■ **Your objective**: Print all of the data exactly as written.

■ **Extracted data entries**:
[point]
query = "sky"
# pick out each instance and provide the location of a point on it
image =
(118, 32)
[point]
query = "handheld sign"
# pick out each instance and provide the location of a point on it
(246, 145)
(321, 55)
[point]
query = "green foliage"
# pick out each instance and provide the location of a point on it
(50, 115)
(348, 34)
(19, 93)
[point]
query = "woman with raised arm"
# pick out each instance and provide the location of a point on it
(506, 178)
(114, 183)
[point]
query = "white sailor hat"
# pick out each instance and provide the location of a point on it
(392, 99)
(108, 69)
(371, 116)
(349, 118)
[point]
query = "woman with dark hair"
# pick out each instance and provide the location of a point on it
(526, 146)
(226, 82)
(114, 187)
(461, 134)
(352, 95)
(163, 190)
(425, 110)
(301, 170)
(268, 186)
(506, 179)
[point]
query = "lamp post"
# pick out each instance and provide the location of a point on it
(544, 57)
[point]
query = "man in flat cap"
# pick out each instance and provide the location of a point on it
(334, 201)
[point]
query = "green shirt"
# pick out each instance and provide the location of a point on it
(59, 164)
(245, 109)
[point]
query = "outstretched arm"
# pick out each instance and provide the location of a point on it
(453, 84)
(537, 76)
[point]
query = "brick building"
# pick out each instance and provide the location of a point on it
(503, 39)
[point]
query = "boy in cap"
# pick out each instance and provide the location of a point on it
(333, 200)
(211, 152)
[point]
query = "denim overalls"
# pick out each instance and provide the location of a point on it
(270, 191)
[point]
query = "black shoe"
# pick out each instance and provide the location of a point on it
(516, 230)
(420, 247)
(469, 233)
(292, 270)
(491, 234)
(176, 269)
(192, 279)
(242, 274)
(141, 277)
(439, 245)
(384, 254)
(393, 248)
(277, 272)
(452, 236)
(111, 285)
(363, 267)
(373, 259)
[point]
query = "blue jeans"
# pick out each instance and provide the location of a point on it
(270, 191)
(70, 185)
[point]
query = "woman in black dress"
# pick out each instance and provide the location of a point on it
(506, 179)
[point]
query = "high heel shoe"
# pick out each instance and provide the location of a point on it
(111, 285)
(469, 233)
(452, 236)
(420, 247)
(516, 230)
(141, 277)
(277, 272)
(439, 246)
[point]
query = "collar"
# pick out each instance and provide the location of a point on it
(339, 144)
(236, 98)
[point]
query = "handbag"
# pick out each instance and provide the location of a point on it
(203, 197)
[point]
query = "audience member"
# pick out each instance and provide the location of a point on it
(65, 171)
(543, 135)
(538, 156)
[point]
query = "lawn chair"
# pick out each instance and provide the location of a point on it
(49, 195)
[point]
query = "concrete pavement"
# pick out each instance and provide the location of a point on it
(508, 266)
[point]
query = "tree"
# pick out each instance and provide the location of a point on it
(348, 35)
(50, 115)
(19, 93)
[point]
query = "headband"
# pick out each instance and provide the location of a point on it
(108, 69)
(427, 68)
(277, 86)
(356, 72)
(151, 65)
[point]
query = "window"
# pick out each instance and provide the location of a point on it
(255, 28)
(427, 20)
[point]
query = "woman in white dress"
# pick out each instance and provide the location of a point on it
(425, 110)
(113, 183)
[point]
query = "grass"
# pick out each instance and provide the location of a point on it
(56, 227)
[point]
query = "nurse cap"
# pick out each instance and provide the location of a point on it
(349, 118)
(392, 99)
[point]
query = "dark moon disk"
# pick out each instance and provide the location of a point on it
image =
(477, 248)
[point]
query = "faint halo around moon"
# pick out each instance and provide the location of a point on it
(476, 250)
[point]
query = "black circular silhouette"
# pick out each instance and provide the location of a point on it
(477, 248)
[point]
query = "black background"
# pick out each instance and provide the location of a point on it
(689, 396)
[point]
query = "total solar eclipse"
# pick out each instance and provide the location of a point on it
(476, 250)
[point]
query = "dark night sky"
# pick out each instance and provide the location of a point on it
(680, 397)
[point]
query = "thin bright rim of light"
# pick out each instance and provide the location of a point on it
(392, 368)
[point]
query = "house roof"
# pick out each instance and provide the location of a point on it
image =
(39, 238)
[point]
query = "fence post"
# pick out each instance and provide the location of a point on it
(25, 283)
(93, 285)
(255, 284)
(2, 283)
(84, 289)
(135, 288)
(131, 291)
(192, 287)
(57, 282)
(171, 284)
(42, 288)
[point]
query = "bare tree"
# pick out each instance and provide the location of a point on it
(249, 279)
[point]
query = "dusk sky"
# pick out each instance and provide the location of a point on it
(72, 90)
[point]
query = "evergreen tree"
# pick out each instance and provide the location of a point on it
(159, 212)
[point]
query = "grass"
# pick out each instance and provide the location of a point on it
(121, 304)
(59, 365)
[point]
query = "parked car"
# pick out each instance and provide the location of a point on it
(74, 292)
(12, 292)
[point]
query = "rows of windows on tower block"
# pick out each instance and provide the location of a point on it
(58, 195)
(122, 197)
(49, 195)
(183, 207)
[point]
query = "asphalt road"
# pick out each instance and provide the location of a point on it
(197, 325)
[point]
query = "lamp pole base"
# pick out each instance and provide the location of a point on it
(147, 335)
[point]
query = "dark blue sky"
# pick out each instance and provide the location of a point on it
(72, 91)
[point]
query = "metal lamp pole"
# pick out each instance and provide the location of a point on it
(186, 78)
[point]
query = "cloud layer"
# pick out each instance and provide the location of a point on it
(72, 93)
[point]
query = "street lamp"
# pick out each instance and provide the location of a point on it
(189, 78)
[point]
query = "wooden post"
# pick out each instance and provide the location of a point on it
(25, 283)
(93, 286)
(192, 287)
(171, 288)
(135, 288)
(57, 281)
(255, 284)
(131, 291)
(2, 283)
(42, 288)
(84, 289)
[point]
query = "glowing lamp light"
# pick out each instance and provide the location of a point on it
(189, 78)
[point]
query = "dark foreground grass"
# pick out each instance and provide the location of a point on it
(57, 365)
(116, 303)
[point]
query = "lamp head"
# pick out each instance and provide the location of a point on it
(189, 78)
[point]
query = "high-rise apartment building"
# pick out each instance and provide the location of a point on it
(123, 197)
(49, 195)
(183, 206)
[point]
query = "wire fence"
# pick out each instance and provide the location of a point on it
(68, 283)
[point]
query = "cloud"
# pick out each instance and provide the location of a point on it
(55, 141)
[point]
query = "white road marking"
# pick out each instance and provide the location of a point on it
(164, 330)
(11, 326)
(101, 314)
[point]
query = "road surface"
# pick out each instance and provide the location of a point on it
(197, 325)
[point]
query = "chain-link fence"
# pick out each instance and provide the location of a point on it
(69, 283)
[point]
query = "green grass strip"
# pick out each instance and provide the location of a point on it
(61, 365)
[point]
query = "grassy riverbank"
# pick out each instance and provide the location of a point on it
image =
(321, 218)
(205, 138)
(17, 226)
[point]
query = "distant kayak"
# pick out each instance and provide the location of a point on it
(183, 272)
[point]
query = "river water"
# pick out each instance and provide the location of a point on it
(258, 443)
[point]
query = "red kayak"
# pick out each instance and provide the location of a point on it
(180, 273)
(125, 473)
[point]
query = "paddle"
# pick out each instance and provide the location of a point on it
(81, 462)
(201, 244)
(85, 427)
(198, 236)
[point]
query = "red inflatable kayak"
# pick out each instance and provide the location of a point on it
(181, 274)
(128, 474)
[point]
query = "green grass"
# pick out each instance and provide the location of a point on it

■ **Written answer**:
[point]
query = "sky"
# pick out each instance and provide the location of a point on it
image =
(118, 32)
[point]
query = "handheld sign"
# pick out each instance and provide the location of a point on it
(246, 145)
(321, 55)
[point]
query = "green foliage"
# pick out each instance and provide the location of a point on it
(50, 115)
(348, 34)
(19, 93)
[point]
query = "woman with raised arm"
# pick out each instance and provide the location of a point on it
(506, 178)
(114, 183)
[point]
query = "white sailor hat"
# pick out each instance and provide the location of a point on it
(392, 99)
(108, 69)
(371, 116)
(349, 118)
[point]
query = "woman with dark hair"
# pick out each instance and provide the location of a point on it
(526, 146)
(226, 82)
(114, 187)
(461, 134)
(352, 95)
(163, 190)
(425, 110)
(301, 170)
(268, 186)
(506, 179)
[point]
query = "lamp post"
# pick out each instance and provide the location of a point on it
(544, 57)
[point]
query = "man in flat cap"
# pick out each instance and provide the location of a point on it
(334, 201)
[point]
query = "green shirt"
# pick out each instance and provide the location of a point on it
(59, 164)
(245, 109)
[point]
query = "outstretched arm"
# pick out each instance and provide the location of a point on it
(453, 84)
(537, 76)
[point]
query = "brick building"
# pick out each instance and provide the location of a point on it
(503, 39)
[point]
query = "boy in cap"
# pick out each instance and provide the location of a point on it
(333, 200)
(211, 152)
[point]
query = "denim overalls"
# pick out each instance and provide the location of a point on it
(270, 191)
[point]
query = "black shoe"
# pick out each instance and provide the location of a point on it
(516, 230)
(420, 247)
(469, 233)
(292, 270)
(491, 234)
(176, 269)
(192, 279)
(242, 274)
(141, 277)
(439, 245)
(384, 254)
(393, 248)
(277, 272)
(452, 236)
(111, 285)
(363, 267)
(373, 259)
[point]
query = "blue jeans"
# pick out each instance and provide the location of a point on it
(270, 191)
(70, 185)
[point]
query = "woman in black dress"
# pick out each instance and provide the location of a point on it
(506, 179)
[point]
query = "high heel shoe"
# pick out each instance and provide the location of a point on it
(111, 285)
(469, 233)
(452, 236)
(420, 247)
(516, 230)
(141, 277)
(277, 272)
(439, 246)
[point]
query = "collar"
# pick out each instance and provide the location of a point on it
(339, 144)
(236, 98)
[point]
query = "handbag"
# pick out each instance and provide the location of a point on it
(203, 197)
[point]
query = "audience member"
# pick out each instance and provide the location of a point on it
(65, 171)
(543, 135)
(538, 156)
[point]
query = "lawn chair"
# pick out each instance and provide the location of a point on it
(49, 195)
[point]
query = "concrete pavement"
# pick out each instance and provide the location of a point on it
(508, 266)
[point]
query = "tree"
# pick out each instance and provide the location of a point on it
(348, 35)
(50, 115)
(19, 93)
[point]
query = "headband"
# pick out each instance and provide the location of a point on it
(108, 69)
(427, 68)
(277, 86)
(356, 72)
(151, 65)
[point]
query = "window"
# pick out each instance and provide the location of a point on it
(255, 28)
(427, 20)
[point]
query = "woman in white dress"
# pick out each instance and provide the location of a point on it
(425, 110)
(113, 183)
[point]
query = "grass"
# pick out each instance and provide the location of a point on it
(56, 227)
[point]
query = "nurse cap"
# pick out each instance and provide the location of a point on it
(349, 118)
(392, 99)
[point]
query = "dark moon disk"
# pick out each instance and provide the location of a point on it
image =
(477, 248)
[point]
query = "faint halo around moon"
# pick out each instance and provide the location of a point on it
(476, 250)
[point]
query = "black circular silhouette"
# pick out each instance and provide the location of a point on it
(477, 248)
[point]
query = "black background"
# pick out each instance and provide the location of a point on it
(689, 396)
[point]
query = "total solar eclipse"
# pick out each instance and provide the location of a point on it
(476, 250)
[point]
query = "dark night sky"
# pick out each instance and provide the location of a point on it
(680, 397)
[point]
query = "thin bright rim of light"
# pick out each instance and provide the location of a point on it
(392, 368)
[point]
query = "house roof"
# pick out each instance and provide the location of a point on it
image =
(39, 238)
[point]
query = "fence post"
# pick out each instance and provide the location of a point on it
(25, 283)
(93, 285)
(255, 284)
(2, 283)
(84, 289)
(135, 288)
(131, 291)
(192, 287)
(57, 282)
(171, 284)
(42, 288)
[point]
query = "bare tree"
# pick out each instance and provide the location of a point on it
(249, 279)
[point]
query = "dusk sky"
# pick out each instance and provide the location of a point on it
(72, 90)
[point]
query = "evergreen tree"
# pick out each instance and provide the location of a point on it
(159, 212)
[point]
query = "grass"
# pick out each instance and provide the location of a point on it
(121, 304)
(59, 365)
[point]
query = "parked car"
# pick out each instance and provide the location of a point on it
(74, 292)
(12, 292)
[point]
query = "rows of windows on tower block"
# pick out each instance and provide the location of a point on it
(58, 195)
(122, 197)
(49, 195)
(183, 207)
[point]
query = "asphalt road"
# pick out each instance and provide the location of a point on it
(197, 325)
[point]
query = "lamp pole base"
# pick out each instance and provide the location of a point on it
(147, 335)
[point]
query = "dark blue sky"
# pick out each instance and provide the location of a point on it
(72, 91)
[point]
query = "metal lamp pole"
# pick out each instance and provide the location of a point on it
(186, 78)
[point]
query = "cloud layer"
# pick out each instance and provide the location of a point on it
(72, 93)
[point]
query = "street lamp"
# pick out each instance and provide the location of a point on it
(189, 78)
[point]
query = "wooden post"
# pick out each instance and provide the location of a point on it
(25, 283)
(93, 286)
(192, 287)
(171, 288)
(135, 288)
(57, 281)
(255, 284)
(131, 291)
(2, 283)
(42, 288)
(84, 289)
[point]
query = "glowing lamp light"
# pick out each instance and provide the location of a point on it
(189, 78)
[point]
query = "dark foreground grass"
# pick out each instance and provide the location of a point on it
(57, 365)
(116, 303)
[point]
query = "lamp head"
# pick out each instance and provide the location of a point on it
(189, 78)
[point]
query = "high-rise apartment building"
# pick out each instance and provide the location of a point on it
(123, 197)
(49, 195)
(183, 206)
[point]
query = "wire fence"
# pick out each instance and provide the location of a point on it
(68, 283)
[point]
query = "cloud"
# pick out each instance and provide the location of a point on it
(55, 141)
[point]
query = "white road marking"
# pick out each instance and provide the location of a point on it
(164, 330)
(11, 326)
(101, 314)
[point]
query = "road surface"
# pick out each instance and provide the location of a point on it
(197, 325)
[point]
query = "chain-link fence"
# pick out each instance and provide the location of a point on it
(69, 283)
[point]
query = "green grass strip"
# pick out each instance and provide the location of a point on it
(61, 365)
[point]
query = "grassy riverbank"
# pick out each instance and provide the location of a point on it
image =
(321, 218)
(205, 138)
(17, 226)
[point]
query = "distant kayak"
# pick out each instance and provide the location of a point on it
(183, 272)
[point]
query = "river water"
# pick out each instance and provide the location of a point on it
(258, 443)
[point]
query = "red kayak"
# pick out each instance and provide the location of a point on it
(180, 273)
(125, 473)
[point]
query = "paddle"
# pick out each instance and provide the location of a point on it
(81, 462)
(201, 244)
(85, 427)
(198, 236)
[point]
query = "red inflatable kayak"
# pick out each instance and provide the location of a point on it
(181, 274)
(128, 474)
[point]
query = "green grass"
# pick out each instance and provide the location of a point on it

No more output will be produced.